== Data for this exercise ==
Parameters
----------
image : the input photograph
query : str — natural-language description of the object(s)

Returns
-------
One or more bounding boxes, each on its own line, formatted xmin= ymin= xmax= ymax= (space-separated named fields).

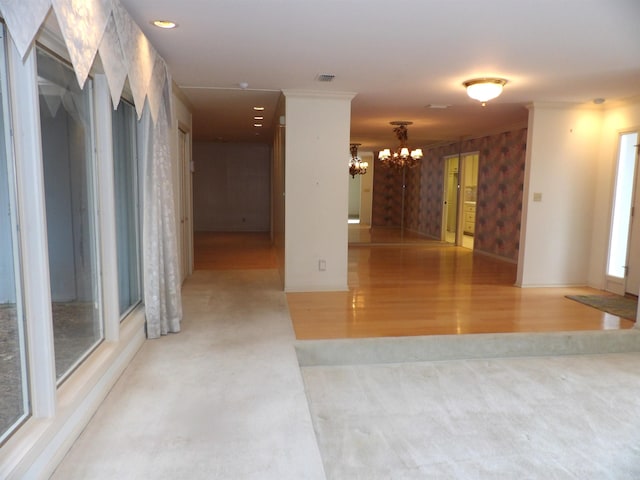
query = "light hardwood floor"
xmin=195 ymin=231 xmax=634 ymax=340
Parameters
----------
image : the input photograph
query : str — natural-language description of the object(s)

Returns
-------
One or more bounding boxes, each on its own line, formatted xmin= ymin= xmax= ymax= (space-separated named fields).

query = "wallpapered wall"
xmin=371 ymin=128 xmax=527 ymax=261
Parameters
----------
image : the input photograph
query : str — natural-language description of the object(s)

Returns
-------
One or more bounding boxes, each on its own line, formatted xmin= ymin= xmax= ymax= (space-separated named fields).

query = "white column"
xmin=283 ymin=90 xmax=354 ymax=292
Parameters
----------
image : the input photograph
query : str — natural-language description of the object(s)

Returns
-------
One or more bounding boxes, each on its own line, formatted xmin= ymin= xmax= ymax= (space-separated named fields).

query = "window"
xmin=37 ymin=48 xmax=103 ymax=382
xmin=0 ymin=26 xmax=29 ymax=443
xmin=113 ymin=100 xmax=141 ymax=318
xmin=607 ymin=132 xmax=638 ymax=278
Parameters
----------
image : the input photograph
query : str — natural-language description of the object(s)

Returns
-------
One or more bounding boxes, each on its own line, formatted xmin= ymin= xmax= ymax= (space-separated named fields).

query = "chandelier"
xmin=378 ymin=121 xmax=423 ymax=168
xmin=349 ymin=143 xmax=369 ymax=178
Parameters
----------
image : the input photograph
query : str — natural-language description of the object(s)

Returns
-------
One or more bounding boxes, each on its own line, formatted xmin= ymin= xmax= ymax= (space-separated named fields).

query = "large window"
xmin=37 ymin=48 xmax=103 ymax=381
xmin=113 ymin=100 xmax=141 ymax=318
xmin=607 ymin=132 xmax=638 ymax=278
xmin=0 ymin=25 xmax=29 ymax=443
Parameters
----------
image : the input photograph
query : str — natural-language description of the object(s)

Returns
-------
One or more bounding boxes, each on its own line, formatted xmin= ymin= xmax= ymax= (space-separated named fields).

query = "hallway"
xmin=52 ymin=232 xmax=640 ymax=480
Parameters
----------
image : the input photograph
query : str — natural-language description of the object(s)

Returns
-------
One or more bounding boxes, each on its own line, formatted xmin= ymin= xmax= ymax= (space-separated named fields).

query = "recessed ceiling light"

== What to do ==
Can you transcribe the data word for word, from its first line through the line that contains "xmin=371 ymin=128 xmax=527 ymax=261", and leave the pictures out of your answer?

== Correct answer ==
Parameters
----------
image : the input photograph
query : str — natural-language description of the object(s)

Returns
-------
One or more bounding boxes, each on its own line, formatted xmin= ymin= xmax= ymax= (space-separated named fields).

query = "light hardwood floor"
xmin=195 ymin=231 xmax=634 ymax=340
Parameters
----------
image : the input photograph
query : str — natural-language description of the object(s)

Returns
-------
One or more bounding boxes, each on its own line, formatted xmin= ymin= xmax= ymax= (space-separated named fields).

query = "wallpapered wall"
xmin=371 ymin=128 xmax=527 ymax=261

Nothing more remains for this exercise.